Dataset excerpts
-=-=-
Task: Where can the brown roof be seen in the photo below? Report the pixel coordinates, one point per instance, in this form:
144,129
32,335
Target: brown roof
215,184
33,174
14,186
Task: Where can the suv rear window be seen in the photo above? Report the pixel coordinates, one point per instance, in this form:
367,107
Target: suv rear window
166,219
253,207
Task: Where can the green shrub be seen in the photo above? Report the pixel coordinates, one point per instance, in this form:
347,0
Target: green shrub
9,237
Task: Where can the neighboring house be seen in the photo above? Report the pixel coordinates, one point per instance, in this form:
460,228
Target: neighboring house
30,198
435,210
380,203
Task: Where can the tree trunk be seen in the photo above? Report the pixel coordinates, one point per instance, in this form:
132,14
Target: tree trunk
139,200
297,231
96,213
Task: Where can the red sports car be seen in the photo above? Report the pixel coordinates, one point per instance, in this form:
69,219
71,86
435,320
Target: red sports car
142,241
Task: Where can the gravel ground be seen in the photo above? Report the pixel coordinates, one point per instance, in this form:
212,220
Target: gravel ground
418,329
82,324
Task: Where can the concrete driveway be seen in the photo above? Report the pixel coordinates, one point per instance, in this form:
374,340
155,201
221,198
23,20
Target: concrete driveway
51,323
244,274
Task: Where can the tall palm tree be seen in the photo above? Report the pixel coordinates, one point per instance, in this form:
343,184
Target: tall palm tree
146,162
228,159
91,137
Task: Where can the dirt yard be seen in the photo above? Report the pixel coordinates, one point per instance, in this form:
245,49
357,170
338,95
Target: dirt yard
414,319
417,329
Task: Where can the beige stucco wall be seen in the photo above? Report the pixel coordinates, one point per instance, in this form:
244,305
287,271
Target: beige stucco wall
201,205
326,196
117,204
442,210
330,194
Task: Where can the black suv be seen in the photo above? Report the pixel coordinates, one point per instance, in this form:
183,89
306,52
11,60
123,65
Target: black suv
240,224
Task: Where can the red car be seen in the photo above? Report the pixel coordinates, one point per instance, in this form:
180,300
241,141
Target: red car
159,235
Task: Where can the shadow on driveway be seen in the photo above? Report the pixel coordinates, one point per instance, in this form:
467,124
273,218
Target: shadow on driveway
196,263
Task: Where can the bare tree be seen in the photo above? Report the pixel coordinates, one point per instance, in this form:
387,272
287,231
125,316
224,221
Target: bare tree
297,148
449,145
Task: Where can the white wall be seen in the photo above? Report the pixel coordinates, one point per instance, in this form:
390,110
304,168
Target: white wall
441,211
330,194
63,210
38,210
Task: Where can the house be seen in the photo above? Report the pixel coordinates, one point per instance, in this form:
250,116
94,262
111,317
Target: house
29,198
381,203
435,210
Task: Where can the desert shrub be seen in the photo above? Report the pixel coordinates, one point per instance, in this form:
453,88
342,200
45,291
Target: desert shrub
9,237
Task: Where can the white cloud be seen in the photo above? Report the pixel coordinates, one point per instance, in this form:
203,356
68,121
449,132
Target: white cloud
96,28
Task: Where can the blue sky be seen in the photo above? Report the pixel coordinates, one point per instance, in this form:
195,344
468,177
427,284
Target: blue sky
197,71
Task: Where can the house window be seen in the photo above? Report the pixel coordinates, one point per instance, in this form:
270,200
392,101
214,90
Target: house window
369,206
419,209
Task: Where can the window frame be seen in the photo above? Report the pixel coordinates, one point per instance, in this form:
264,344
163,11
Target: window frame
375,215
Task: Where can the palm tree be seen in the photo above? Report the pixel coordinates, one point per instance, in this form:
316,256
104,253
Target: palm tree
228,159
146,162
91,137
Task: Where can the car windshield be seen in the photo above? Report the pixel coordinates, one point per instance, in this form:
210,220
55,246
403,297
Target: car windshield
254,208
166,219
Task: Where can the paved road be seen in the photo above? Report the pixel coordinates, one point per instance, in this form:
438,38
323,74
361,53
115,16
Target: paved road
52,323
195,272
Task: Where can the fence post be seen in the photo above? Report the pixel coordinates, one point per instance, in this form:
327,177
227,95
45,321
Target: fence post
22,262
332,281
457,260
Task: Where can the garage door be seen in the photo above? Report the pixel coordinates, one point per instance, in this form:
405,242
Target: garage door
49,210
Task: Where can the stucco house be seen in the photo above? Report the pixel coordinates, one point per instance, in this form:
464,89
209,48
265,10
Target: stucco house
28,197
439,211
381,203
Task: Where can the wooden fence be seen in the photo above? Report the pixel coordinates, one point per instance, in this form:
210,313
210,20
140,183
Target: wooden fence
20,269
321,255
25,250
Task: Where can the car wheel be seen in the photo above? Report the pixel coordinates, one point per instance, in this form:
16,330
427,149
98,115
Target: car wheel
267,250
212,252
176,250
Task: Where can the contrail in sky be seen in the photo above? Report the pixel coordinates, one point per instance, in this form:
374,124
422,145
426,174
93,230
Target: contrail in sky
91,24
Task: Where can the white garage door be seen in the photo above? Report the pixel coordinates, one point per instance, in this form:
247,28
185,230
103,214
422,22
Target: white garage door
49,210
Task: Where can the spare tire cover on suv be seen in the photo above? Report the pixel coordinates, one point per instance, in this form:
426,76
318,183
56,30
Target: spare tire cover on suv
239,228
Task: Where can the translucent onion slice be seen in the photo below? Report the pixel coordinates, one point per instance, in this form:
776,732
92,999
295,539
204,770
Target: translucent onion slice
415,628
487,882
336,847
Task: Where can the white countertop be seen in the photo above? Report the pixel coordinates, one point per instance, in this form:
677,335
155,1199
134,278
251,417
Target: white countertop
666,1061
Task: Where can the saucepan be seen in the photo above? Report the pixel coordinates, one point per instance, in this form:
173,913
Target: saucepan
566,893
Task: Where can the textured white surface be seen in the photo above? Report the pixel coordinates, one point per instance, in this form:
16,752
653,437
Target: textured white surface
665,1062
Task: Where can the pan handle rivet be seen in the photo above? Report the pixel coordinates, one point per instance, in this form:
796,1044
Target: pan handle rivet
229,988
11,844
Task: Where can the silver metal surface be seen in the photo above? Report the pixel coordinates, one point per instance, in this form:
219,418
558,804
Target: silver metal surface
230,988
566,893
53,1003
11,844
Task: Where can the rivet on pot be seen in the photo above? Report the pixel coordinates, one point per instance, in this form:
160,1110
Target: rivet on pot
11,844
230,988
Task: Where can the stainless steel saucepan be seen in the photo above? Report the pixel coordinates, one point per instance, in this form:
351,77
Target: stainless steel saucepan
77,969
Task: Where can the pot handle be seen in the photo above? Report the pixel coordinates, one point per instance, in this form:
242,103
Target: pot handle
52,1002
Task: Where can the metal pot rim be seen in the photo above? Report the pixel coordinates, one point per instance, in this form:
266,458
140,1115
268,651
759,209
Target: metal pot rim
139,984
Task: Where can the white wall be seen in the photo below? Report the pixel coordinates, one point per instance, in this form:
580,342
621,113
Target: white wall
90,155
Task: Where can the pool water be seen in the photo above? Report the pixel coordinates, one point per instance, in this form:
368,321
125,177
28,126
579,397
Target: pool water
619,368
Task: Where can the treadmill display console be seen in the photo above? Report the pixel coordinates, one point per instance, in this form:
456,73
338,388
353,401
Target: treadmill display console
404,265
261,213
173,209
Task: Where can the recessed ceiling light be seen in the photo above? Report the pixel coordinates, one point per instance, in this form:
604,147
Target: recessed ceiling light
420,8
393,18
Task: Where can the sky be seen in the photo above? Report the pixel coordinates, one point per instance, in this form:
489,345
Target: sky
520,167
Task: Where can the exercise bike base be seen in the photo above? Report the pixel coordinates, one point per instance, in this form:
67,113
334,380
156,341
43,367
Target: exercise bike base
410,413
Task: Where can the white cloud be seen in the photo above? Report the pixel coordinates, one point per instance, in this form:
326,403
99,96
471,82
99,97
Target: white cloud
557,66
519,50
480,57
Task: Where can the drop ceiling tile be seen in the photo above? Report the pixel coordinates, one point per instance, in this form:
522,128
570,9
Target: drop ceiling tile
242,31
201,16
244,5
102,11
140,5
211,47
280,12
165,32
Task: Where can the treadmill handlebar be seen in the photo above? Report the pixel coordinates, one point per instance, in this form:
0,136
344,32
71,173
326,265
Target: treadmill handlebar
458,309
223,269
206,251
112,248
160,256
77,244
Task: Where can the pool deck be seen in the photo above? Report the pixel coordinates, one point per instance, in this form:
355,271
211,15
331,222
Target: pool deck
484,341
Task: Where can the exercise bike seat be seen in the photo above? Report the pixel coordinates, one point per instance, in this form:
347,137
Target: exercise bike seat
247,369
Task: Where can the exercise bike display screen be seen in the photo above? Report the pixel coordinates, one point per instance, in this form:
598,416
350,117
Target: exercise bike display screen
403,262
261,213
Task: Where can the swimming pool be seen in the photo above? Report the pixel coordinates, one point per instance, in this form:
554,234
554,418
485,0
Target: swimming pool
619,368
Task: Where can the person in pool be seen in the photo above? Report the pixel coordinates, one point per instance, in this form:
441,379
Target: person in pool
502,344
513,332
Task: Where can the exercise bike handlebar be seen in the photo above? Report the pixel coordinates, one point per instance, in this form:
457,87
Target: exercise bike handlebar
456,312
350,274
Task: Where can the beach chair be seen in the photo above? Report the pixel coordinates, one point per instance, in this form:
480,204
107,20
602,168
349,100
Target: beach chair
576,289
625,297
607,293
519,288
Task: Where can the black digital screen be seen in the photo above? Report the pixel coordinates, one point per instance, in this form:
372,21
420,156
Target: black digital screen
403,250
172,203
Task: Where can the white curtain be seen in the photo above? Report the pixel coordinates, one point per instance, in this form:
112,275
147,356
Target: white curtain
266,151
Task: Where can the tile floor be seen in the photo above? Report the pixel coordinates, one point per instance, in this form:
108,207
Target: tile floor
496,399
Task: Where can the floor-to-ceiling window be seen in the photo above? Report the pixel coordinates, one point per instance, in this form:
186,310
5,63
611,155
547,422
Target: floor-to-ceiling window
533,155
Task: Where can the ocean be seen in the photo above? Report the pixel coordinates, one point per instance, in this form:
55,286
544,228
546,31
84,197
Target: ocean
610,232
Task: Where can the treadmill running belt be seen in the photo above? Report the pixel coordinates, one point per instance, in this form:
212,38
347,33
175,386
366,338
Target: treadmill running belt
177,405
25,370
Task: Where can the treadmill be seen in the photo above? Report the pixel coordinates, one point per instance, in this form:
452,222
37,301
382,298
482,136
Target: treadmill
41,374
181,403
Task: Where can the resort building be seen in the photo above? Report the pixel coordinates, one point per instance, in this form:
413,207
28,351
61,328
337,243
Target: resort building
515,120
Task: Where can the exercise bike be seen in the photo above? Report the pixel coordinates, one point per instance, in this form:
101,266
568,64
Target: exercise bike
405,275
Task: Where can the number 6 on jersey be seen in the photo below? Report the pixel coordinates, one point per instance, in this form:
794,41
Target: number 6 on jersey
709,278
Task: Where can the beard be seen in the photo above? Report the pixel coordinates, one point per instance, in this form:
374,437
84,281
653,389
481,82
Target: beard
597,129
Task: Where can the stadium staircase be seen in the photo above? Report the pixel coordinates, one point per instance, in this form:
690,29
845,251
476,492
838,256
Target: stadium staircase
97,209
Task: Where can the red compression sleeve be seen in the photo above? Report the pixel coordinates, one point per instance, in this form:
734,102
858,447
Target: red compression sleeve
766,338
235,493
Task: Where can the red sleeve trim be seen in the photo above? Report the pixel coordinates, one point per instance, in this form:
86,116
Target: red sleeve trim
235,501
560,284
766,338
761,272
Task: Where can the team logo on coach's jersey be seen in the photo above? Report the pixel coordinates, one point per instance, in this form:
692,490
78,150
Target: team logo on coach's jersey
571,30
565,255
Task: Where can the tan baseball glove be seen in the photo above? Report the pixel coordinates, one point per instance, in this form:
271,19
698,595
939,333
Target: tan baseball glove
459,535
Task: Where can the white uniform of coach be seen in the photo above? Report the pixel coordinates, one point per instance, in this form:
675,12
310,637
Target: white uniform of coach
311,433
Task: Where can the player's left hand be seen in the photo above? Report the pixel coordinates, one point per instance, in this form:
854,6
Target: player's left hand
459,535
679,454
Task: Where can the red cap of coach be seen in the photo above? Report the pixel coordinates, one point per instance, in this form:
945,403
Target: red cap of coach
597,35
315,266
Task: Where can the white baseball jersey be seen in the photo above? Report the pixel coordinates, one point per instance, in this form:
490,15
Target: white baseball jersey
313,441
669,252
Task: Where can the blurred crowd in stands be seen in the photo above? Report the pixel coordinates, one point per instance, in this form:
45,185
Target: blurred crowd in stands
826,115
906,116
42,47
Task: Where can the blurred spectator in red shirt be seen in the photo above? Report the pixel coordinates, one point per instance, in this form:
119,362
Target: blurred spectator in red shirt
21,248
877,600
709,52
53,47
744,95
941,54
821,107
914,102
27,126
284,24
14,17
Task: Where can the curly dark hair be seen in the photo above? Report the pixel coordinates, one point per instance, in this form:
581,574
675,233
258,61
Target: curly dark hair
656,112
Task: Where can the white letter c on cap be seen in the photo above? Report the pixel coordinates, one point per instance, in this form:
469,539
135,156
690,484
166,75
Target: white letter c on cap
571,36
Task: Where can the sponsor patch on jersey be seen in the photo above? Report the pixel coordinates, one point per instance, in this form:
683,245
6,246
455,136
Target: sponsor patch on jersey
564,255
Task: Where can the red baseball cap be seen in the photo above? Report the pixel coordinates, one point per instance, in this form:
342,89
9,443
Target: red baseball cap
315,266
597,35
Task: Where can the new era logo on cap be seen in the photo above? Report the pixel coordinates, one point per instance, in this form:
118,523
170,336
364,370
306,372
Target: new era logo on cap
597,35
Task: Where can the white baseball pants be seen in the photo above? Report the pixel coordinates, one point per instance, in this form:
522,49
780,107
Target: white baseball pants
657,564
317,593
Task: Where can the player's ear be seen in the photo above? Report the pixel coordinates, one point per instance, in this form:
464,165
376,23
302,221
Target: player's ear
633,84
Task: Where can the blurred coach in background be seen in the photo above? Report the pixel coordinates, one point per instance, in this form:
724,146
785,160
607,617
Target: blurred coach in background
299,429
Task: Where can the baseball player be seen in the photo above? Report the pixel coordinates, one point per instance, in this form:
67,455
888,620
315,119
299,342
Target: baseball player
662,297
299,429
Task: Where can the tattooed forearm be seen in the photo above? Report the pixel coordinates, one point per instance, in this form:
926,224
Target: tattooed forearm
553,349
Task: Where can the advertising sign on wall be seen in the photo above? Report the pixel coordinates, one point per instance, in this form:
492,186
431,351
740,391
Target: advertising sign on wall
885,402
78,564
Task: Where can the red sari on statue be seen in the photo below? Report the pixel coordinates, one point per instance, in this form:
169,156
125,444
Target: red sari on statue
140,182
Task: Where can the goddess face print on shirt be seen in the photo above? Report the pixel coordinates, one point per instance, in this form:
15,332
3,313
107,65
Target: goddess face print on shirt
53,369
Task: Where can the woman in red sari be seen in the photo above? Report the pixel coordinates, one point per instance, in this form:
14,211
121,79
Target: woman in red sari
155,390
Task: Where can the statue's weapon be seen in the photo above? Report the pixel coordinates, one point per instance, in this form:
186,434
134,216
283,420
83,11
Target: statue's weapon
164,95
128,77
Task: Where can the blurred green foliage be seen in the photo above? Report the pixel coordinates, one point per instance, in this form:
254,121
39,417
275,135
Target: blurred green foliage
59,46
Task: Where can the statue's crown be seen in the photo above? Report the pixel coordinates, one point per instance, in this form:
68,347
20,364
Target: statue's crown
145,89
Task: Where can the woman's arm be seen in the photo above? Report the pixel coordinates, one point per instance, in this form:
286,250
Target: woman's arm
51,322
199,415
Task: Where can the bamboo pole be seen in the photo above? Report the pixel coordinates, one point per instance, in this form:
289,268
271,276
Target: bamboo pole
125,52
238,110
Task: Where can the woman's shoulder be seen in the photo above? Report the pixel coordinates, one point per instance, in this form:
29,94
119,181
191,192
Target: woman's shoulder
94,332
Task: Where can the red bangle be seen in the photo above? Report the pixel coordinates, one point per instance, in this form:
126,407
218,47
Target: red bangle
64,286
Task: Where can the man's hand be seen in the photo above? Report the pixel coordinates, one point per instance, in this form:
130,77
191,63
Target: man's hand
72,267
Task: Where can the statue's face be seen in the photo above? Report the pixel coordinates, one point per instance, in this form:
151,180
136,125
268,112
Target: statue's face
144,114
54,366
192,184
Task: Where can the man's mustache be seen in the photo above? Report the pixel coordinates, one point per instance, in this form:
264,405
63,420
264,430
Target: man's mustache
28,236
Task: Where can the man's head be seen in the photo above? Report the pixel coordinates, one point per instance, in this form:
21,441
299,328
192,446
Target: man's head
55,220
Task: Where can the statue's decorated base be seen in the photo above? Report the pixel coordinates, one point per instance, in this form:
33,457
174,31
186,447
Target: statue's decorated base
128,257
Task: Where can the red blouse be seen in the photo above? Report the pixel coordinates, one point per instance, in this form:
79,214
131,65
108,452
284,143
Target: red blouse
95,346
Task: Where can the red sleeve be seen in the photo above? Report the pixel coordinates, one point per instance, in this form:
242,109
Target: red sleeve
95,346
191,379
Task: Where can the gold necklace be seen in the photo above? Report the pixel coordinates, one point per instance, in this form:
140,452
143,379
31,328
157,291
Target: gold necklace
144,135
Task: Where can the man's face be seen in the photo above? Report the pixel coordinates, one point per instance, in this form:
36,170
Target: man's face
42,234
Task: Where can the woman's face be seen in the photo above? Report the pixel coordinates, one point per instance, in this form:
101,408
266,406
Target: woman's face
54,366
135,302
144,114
-=-=-
Exercise objective
Locate the line that contains "Task: Where can the red blouse". Repeat it and every line after it, up to and including the final line, exactly.

The result
Task: Where can the red blouse be seen in the photo above? Report the pixel coordinates, one point per instance, in this form:
79,214
131,65
108,452
284,143
Target: red blouse
95,346
Task: Where can the red sleeve be seen in the photo above? Report the pixel coordinates, one point per instance, in this form:
242,109
Target: red sleeve
95,346
191,379
Task: Where can the gold necklace be seen in the photo above? Report the pixel coordinates, one point per instance, in this form:
140,452
143,379
31,328
157,291
Target: gold necklace
144,135
Task: Where can the man's face be seen in the photo above? Report the pixel coordinates, one point per instance, in this form:
36,170
Target: man's face
42,234
Task: Where can the woman's face be seen in the photo above? Report the pixel coordinates, one point per instance, in this form:
101,408
266,406
Target: woman's face
54,366
135,302
144,114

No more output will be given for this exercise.